(Beginning of Excerpted passage)
August 10, 2010

Muqawama, Muwamara, etc.

Elias Muhanna, whose blog I followed yesterday while simultaneously listening to the speech by Sec. Gates -- honestly, can't Hassan Nasrallah and Bob Gates coordinate when they're going to be speaking so I can listen to both? -- has a good inst-analysis of Nasrallah's speech up on Foreign Policy. I think he more or less nails it here:

The short-term result of this new development will be the simple fact that the Lebanese will now have two different sources of authority on the question of who killed Rafiq al-Hariri. Just as the old binaries of the 2005-09 period were fading away (March 14 vs. March 8, loyalists vs. opposition, etc.), a new one has arisen to take their place. The questions the Lebanese will now ask eachother will be: "Do you believe the U.N. or Hizbullah?" "Which story is more convincing?" "Which evidence is more compelling?"

Yup. This allows Hizballah's supporters to follow an alternative to the narrative on offer from the Special Tribunal for Lebanon, which is expected to name members of Hizballah as having been involved with the assassination of Rafik Hariri. If it is possible to be more cynical about Lebanese politics and politicians than Elias, I somehow manage: I pretty much reserve a high degree of suspicion for the words coming out of anyone's mouth. And I also believe -- and my Lebanese friends will pardon me here -- that hardcore supporters of any sect or party in Lebanon more or less swallow whole whatever their leaders tell them, and Hizballah's followers are no different. (The same can be said, probably, for many of the American viewers of Glenn Beck and Keith Olberman.) Readers with a passing familiarity with the fighting in southern Lebanon will remember that pretty much no Lebanese person living north of Khiam had ever heard of the Shebaa Farms before 2000.* But boy, didn't Hizballah convince everyone in Lebanon -- though not the United Nations -- that southern Lebanon was still "occupied" territory so long as the farms were on the wrong side of the fence? And did this not provide a good excuse for Hizballah to remain under arms after the Israeli withdrawal? Sure did.

So now we have this new version of the truth whereby some supposedly intercepted Israeli drone feeds suggest Israel was involved with the assassination of Rafik Hariri. And a good percentage of the people of the southern suburbs of Beirut, southern Lebanon and the Biqa'a Valley will now believe the Mossad killed Rafik Hariri and the STL is a UN plot to disarm Hizballah. Sigh.
(End of Excerpted passage)
:: Problem set ::
(A) Answer these questions about the blog post, one line each, marked (i), (ii), (iii):
(i) In which publication did Elias Muhanna post his analysis of Nasrallah's speech?
(ii) Which years does the quoted passage give for the period of the old binaries?
(iii) What do the supposedly intercepted Israeli drone feeds suggest?
(B) Can you reproduce word for word the part of the blog post from "So now we have" up to and including "disarm Hizballah. Sigh."?
The entries after this point aren't needed for this work.
(Beginning of Provided data)
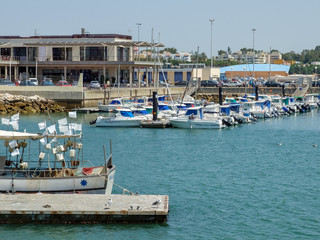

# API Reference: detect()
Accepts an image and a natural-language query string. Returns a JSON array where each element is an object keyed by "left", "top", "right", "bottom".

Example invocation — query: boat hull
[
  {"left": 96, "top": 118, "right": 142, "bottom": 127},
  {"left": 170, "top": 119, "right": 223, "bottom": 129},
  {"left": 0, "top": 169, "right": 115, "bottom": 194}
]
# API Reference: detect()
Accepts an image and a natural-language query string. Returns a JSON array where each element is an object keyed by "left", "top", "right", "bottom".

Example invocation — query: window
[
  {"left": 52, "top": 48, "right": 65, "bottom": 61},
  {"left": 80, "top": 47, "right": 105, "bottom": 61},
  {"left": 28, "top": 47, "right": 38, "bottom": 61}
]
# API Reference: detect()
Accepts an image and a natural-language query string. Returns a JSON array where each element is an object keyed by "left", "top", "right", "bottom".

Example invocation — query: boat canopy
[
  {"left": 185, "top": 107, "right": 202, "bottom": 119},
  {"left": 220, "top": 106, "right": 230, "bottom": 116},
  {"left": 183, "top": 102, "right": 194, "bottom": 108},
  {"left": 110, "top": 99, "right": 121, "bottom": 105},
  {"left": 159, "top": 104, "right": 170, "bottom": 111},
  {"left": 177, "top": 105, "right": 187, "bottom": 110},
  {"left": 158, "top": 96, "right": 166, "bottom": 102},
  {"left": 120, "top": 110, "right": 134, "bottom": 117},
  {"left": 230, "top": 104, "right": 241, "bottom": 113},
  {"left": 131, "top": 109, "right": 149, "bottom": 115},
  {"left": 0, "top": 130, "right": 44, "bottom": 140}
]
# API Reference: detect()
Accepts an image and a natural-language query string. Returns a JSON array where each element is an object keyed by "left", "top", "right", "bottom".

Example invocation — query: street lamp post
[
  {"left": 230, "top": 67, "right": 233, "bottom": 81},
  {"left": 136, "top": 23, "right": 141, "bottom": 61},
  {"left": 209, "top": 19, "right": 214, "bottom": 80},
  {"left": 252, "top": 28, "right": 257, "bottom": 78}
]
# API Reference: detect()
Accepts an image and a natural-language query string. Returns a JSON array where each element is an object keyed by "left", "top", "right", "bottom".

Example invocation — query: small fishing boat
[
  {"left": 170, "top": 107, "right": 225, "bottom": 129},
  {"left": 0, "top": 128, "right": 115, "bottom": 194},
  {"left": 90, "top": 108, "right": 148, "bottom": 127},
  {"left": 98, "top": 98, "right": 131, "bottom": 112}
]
(End of Provided data)
(Beginning of Provided data)
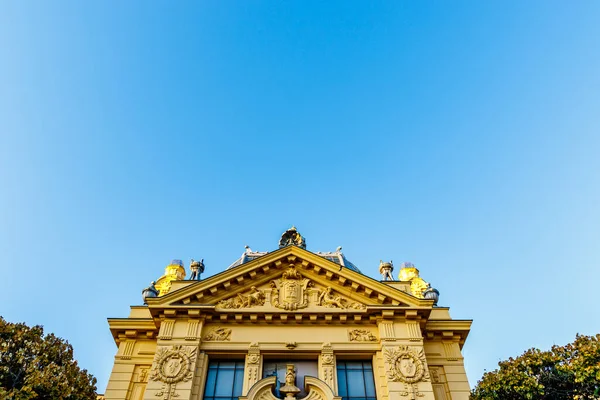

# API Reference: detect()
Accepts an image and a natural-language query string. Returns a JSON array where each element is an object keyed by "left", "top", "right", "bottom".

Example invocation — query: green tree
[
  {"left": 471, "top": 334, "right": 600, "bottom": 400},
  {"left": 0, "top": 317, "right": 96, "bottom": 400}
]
(End of Provided data)
:: Answers to the exercises ::
(A)
(i) Foreign Policy
(ii) 2005-09
(iii) That Israel was involved with the assassination of Rafik Hariri

(B)
So now we have this new version of the truth whereby some supposedly intercepted Israeli drone feeds suggest Israel was involved with the assassination of Rafik Hariri. And a good percentage of the people of the southern suburbs of Beirut, southern Lebanon and the Biqa'a Valley will now believe the Mossad killed Rafik Hariri and the STL is a UN plot to disarm Hizballah. Sigh.